WHAT YOU HAVE TO DO
Can you reproduce every line of the listing from the one containing "Query: green grass field" through the end, inclusive, with the requests kept as they are? Multiply only the vertex coordinates in the answer outlines by 0.95 and round each to a whole number, halves up, leaving the numbers in the requests and their format samples unchanged.

___ THE DATA

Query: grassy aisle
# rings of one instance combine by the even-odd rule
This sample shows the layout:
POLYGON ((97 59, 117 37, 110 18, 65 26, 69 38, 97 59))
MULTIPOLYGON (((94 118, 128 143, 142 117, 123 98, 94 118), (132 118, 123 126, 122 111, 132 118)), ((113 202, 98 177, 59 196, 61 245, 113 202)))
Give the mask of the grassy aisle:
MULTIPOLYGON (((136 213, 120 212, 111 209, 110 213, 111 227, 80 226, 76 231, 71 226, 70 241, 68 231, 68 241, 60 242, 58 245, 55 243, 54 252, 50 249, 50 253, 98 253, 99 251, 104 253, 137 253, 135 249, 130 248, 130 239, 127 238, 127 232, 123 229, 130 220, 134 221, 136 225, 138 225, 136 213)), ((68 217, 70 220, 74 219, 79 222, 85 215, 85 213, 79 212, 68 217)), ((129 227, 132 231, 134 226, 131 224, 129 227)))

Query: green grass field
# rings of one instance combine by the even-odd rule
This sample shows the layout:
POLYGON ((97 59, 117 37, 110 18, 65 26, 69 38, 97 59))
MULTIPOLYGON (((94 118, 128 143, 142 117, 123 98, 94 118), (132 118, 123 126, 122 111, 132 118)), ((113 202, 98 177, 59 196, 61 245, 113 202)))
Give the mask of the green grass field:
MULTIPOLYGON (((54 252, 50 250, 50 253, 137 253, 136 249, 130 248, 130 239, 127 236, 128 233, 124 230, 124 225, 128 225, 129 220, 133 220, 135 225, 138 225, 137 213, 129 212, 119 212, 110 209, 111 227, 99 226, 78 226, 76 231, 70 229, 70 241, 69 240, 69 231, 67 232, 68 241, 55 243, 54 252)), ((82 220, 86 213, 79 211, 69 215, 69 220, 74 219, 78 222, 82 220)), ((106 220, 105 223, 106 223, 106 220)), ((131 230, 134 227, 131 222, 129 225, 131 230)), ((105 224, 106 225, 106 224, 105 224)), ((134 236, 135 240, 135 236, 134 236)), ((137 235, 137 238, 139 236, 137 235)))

______

TASK ANSWER
Query: green grass field
# rings of one instance combine by the even-odd rule
This sample shows the layout:
POLYGON ((97 59, 117 37, 110 18, 65 26, 69 38, 97 59))
MULTIPOLYGON (((94 118, 128 143, 142 117, 123 98, 94 118), (132 118, 123 126, 122 111, 132 118)), ((113 202, 98 177, 59 196, 61 245, 113 202)))
Give the mask of the green grass field:
MULTIPOLYGON (((51 239, 48 238, 48 240, 130 240, 129 237, 124 236, 124 227, 121 224, 122 221, 118 219, 118 214, 122 214, 123 209, 126 209, 128 214, 131 214, 130 202, 123 201, 113 201, 105 199, 105 216, 94 215, 74 215, 72 219, 67 218, 67 229, 66 228, 66 219, 64 220, 65 229, 52 231, 51 239)), ((78 209, 82 202, 75 200, 66 204, 66 209, 70 208, 74 211, 78 209)), ((101 209, 100 212, 101 212, 101 209)), ((124 219, 127 216, 124 211, 123 214, 124 219)), ((100 213, 101 214, 101 213, 100 213)), ((127 224, 128 228, 128 224, 127 224)), ((130 223, 130 226, 132 224, 130 223)))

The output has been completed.